> **To do**:
Nothing but the lines from the one with "Put a point on every instance of the white wall" to the final line should be returned, each exactly as it appears.

--- Supplied data ---

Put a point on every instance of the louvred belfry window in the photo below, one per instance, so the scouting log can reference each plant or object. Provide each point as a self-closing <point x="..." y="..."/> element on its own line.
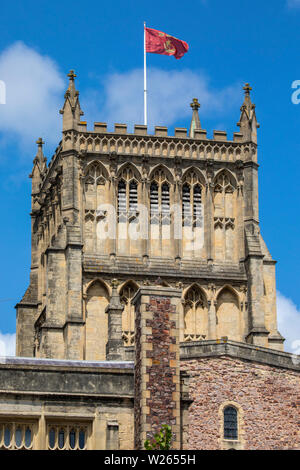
<point x="230" y="423"/>
<point x="192" y="202"/>
<point x="186" y="204"/>
<point x="133" y="198"/>
<point x="121" y="197"/>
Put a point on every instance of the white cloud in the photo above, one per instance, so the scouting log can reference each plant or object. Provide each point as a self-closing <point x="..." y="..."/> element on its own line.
<point x="289" y="323"/>
<point x="34" y="95"/>
<point x="35" y="87"/>
<point x="169" y="96"/>
<point x="7" y="344"/>
<point x="293" y="3"/>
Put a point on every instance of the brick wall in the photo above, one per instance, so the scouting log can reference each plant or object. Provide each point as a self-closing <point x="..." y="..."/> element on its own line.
<point x="267" y="399"/>
<point x="157" y="394"/>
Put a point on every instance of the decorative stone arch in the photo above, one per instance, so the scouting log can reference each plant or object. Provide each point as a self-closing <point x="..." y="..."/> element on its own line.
<point x="198" y="172"/>
<point x="230" y="176"/>
<point x="96" y="164"/>
<point x="128" y="281"/>
<point x="131" y="168"/>
<point x="96" y="319"/>
<point x="228" y="444"/>
<point x="162" y="169"/>
<point x="232" y="289"/>
<point x="229" y="314"/>
<point x="195" y="313"/>
<point x="101" y="282"/>
<point x="197" y="286"/>
<point x="127" y="291"/>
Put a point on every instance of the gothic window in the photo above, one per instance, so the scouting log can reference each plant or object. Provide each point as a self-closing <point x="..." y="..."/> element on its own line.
<point x="160" y="197"/>
<point x="127" y="293"/>
<point x="122" y="197"/>
<point x="195" y="315"/>
<point x="154" y="199"/>
<point x="133" y="197"/>
<point x="192" y="203"/>
<point x="96" y="321"/>
<point x="67" y="437"/>
<point x="186" y="203"/>
<point x="224" y="217"/>
<point x="127" y="193"/>
<point x="229" y="318"/>
<point x="95" y="174"/>
<point x="230" y="423"/>
<point x="16" y="436"/>
<point x="160" y="219"/>
<point x="192" y="216"/>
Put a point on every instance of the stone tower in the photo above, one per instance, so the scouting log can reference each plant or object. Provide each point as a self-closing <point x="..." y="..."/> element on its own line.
<point x="116" y="211"/>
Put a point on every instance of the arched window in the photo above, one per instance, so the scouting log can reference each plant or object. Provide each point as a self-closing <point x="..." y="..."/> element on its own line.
<point x="127" y="293"/>
<point x="230" y="423"/>
<point x="160" y="218"/>
<point x="121" y="197"/>
<point x="133" y="198"/>
<point x="192" y="216"/>
<point x="195" y="315"/>
<point x="127" y="191"/>
<point x="154" y="199"/>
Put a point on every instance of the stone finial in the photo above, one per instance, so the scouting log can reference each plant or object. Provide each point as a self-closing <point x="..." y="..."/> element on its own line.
<point x="40" y="142"/>
<point x="195" y="123"/>
<point x="248" y="123"/>
<point x="195" y="105"/>
<point x="71" y="109"/>
<point x="40" y="158"/>
<point x="72" y="75"/>
<point x="247" y="88"/>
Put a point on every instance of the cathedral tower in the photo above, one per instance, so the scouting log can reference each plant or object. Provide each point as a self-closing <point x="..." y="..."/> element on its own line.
<point x="115" y="211"/>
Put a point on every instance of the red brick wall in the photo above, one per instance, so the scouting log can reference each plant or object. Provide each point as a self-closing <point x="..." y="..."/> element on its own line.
<point x="157" y="387"/>
<point x="268" y="397"/>
<point x="161" y="372"/>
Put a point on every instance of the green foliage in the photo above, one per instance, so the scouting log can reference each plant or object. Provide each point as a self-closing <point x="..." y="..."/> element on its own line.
<point x="161" y="440"/>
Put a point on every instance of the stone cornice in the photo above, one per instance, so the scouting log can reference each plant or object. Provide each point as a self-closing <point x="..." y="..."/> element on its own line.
<point x="242" y="351"/>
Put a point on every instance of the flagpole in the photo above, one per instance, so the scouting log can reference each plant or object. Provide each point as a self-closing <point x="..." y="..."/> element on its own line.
<point x="145" y="78"/>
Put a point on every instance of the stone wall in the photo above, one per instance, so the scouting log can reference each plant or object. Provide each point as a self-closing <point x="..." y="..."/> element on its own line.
<point x="267" y="399"/>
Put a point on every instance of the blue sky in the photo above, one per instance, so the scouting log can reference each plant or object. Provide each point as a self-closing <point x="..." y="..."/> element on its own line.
<point x="230" y="43"/>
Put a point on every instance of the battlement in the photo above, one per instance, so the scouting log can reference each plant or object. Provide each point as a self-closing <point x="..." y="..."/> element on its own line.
<point x="160" y="131"/>
<point x="159" y="144"/>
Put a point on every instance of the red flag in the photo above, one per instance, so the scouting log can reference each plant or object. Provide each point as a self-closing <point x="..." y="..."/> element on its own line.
<point x="162" y="43"/>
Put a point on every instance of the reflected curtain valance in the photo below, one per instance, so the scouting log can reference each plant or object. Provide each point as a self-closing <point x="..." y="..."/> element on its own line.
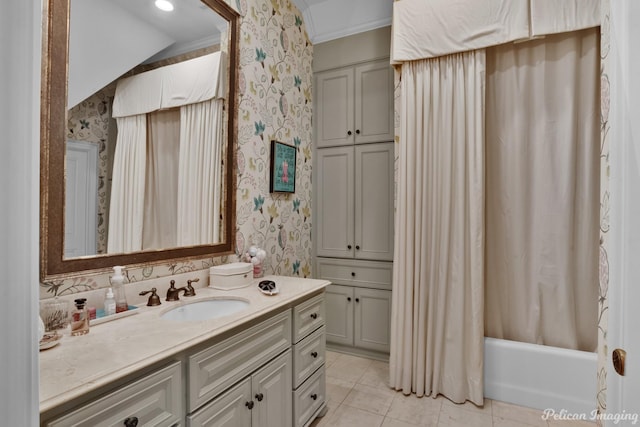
<point x="428" y="29"/>
<point x="184" y="83"/>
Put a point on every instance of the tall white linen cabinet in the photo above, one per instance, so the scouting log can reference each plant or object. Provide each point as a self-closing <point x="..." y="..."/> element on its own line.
<point x="354" y="189"/>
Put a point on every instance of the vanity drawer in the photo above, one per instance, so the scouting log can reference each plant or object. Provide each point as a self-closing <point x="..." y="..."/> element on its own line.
<point x="307" y="317"/>
<point x="155" y="400"/>
<point x="218" y="367"/>
<point x="308" y="398"/>
<point x="308" y="356"/>
<point x="368" y="274"/>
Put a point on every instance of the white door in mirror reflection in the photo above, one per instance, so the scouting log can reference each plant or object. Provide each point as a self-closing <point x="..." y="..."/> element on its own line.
<point x="81" y="199"/>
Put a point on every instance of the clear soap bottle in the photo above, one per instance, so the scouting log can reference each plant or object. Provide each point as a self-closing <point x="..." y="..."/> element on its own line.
<point x="109" y="303"/>
<point x="117" y="285"/>
<point x="80" y="318"/>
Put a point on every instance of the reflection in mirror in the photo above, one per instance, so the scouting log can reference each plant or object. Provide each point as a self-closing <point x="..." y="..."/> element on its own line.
<point x="145" y="134"/>
<point x="160" y="182"/>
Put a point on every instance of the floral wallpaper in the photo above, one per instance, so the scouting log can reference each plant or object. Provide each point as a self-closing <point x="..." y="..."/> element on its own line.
<point x="89" y="122"/>
<point x="274" y="103"/>
<point x="603" y="302"/>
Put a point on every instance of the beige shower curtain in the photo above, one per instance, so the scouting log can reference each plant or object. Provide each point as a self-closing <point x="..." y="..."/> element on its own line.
<point x="543" y="158"/>
<point x="126" y="210"/>
<point x="200" y="172"/>
<point x="161" y="190"/>
<point x="438" y="294"/>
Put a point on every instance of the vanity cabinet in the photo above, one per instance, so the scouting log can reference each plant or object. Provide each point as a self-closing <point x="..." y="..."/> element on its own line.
<point x="354" y="104"/>
<point x="354" y="193"/>
<point x="267" y="372"/>
<point x="358" y="305"/>
<point x="153" y="400"/>
<point x="261" y="400"/>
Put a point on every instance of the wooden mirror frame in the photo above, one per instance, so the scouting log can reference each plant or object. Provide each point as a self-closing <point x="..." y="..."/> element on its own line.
<point x="53" y="121"/>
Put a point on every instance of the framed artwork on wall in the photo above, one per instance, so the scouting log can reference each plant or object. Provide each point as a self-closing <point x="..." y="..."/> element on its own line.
<point x="283" y="168"/>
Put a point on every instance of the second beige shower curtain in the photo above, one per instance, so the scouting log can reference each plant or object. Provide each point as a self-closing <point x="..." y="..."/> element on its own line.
<point x="438" y="291"/>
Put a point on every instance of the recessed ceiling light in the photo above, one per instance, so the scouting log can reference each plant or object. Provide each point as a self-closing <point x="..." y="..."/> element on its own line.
<point x="165" y="5"/>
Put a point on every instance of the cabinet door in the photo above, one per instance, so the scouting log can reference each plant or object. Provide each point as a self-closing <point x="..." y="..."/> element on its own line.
<point x="334" y="106"/>
<point x="231" y="409"/>
<point x="372" y="319"/>
<point x="374" y="192"/>
<point x="335" y="202"/>
<point x="271" y="390"/>
<point x="339" y="307"/>
<point x="374" y="102"/>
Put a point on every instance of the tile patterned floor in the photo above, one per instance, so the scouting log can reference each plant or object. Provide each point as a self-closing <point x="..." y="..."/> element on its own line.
<point x="358" y="395"/>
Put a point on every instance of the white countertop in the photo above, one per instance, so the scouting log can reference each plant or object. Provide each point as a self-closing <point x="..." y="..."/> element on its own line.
<point x="115" y="349"/>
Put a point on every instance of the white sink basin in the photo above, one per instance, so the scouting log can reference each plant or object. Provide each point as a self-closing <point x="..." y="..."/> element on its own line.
<point x="205" y="310"/>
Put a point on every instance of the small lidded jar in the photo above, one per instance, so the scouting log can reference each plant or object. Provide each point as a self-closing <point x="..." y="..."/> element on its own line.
<point x="80" y="318"/>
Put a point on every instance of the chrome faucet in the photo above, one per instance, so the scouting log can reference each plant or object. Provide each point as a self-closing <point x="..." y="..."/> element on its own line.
<point x="173" y="293"/>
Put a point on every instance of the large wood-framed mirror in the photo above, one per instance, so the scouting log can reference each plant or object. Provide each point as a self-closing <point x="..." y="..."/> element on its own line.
<point x="78" y="200"/>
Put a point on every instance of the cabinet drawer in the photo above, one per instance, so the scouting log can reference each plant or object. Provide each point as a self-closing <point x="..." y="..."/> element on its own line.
<point x="369" y="274"/>
<point x="308" y="398"/>
<point x="155" y="400"/>
<point x="307" y="317"/>
<point x="218" y="367"/>
<point x="308" y="355"/>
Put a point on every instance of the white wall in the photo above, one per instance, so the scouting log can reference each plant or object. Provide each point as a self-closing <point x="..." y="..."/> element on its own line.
<point x="623" y="392"/>
<point x="367" y="46"/>
<point x="20" y="39"/>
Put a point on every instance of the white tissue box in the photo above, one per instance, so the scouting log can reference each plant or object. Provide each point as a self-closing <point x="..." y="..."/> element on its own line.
<point x="231" y="276"/>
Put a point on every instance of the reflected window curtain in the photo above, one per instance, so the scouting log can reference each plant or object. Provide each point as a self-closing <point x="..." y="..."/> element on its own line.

---

> **Exercise answer**:
Put a point on every instance of the white wall in the photo above, one per instance, so the scouting log can reference each plant or object. Provide each point as a self-closing <point x="..." y="..."/> element on its own line.
<point x="623" y="392"/>
<point x="367" y="46"/>
<point x="20" y="39"/>
Put a point on every instance of the white tissue box in the photo above, one per instance, so the scouting log can reference each plant or object. Provide each point as a self-closing <point x="..." y="..."/> element on its own line.
<point x="231" y="276"/>
Put a point on every instance of the reflected window curtain in the photo above, one per instance, so the scouting log can reference each plant or object. Provide each point as a self-closing <point x="..." y="..."/> element on its own line.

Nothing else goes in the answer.